* Begin PASSAGE PROVIDED *

Math for Data Science

Number Theory and Data Science

Author

Joanna Bieri
DATA100

Important Information

Today’s Goals:

  • Define different types of numbers,variables and data
  • How does basic math and number types apply to Data Science?

Important Types of Numbers

Natural Numbers 1,2,3….

Whole Numbers 0,1,2,3…

Integers …-3,-2,-1,0,1,2,3…

Rational Numbers Numbers that can be expressed fractions. Remember that \(3=\frac{3}{1}\) so this contains all the integers.

Irrational Numbers Decimal Numbers that cannot be expressed as fractions. They have an infinite number of decimal places. For example the number \(\pi\).

Real Numbers All rational and irrational numbers

Complex and Imaginary Numbers Numbers that contain the square root of negative 1. We express this as \(i=\sqrt{-1}\). These happen mathematically a lot!

Important types of Python Variables

int these are integers - no decimal

float these are rational or irrational numbers (within rounding). A computer can’t keep an infinite number of decimal places so there is rounding going on. Typically python will save 15-17 decimal digits of precision.

string these are words - anything with quotes around it.

Important types of Data Science Variables

Numerical - this is data represented by numbers

Categorical - this is data represented by strings

import numpy as np
import sympy as sp
a = 1
b = 0.5
c = 'hello'
d = np.pi
type(a)
int
type(b)
float
type(c)
str
type(d)
float

Why does the number type (Number Theory) even matter?

Data is Messy!

When you are working with data a big part of your job will be cleaning data and deciding what types of numbers/variables should be allowed in the data. Here is an example of a messy data set about movies. It has 9999 observations (movies) listed and lots of information about those movies.

import pandas as pd

file_location = 'https://joannabieri.com/mathdatascience/data/movies.csv'
DF = pd.read_csv(file_location)

DF.head(10)

* End PASSAGE PROVIDED *
* Begin DATASET EXCERPTS *

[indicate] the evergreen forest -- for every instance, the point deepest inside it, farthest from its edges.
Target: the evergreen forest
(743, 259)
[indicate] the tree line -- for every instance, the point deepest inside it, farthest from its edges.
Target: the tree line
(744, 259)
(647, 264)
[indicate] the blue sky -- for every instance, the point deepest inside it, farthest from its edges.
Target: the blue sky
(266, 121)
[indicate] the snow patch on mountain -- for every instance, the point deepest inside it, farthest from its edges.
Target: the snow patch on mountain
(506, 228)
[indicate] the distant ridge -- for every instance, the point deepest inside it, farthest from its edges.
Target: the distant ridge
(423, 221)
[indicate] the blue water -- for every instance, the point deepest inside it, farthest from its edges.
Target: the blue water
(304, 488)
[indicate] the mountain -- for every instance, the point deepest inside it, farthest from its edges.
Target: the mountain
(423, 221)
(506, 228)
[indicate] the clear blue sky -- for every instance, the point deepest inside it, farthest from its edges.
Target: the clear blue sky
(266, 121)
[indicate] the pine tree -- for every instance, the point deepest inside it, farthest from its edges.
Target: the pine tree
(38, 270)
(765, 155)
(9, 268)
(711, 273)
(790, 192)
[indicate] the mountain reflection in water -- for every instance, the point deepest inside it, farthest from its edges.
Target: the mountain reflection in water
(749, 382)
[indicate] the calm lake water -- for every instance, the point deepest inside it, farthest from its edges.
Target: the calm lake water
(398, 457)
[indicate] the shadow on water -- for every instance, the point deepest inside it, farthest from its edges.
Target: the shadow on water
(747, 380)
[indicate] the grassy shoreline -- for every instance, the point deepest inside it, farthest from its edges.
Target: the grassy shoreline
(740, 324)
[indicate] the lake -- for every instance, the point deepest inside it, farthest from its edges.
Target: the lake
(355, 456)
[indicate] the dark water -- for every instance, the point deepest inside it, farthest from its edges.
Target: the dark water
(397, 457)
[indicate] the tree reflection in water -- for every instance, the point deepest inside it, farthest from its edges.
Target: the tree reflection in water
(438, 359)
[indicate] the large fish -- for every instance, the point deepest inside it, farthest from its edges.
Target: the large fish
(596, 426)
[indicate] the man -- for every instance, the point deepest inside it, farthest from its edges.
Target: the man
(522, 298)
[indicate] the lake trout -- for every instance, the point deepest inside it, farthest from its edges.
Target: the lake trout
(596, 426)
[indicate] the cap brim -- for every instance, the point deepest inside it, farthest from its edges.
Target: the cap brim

* End DATASET EXCERPTS *

» WORK TO COMPLETE
1 - Answer these from the number types page:
(a) How many decimal digits of precision does Python typically save for a float?
(b) What does the page say categorical data is represented by?
(c) How many observations does the movie data set have?
2 - Please quote the number types page from "When you are" up to and including "about those movies.".

» EXERCISE SOLUTIONS
1 -
(a) 15-17 decimal digits
(b) Strings
(c) 9999

2 -
When you are working with data a big part of your job will be cleaning data and deciding what types of numbers/variables should be allowed in the data. Here is an example of a messy data set about movies. It has 9999 observations (movies) listed and lots of information about those movies.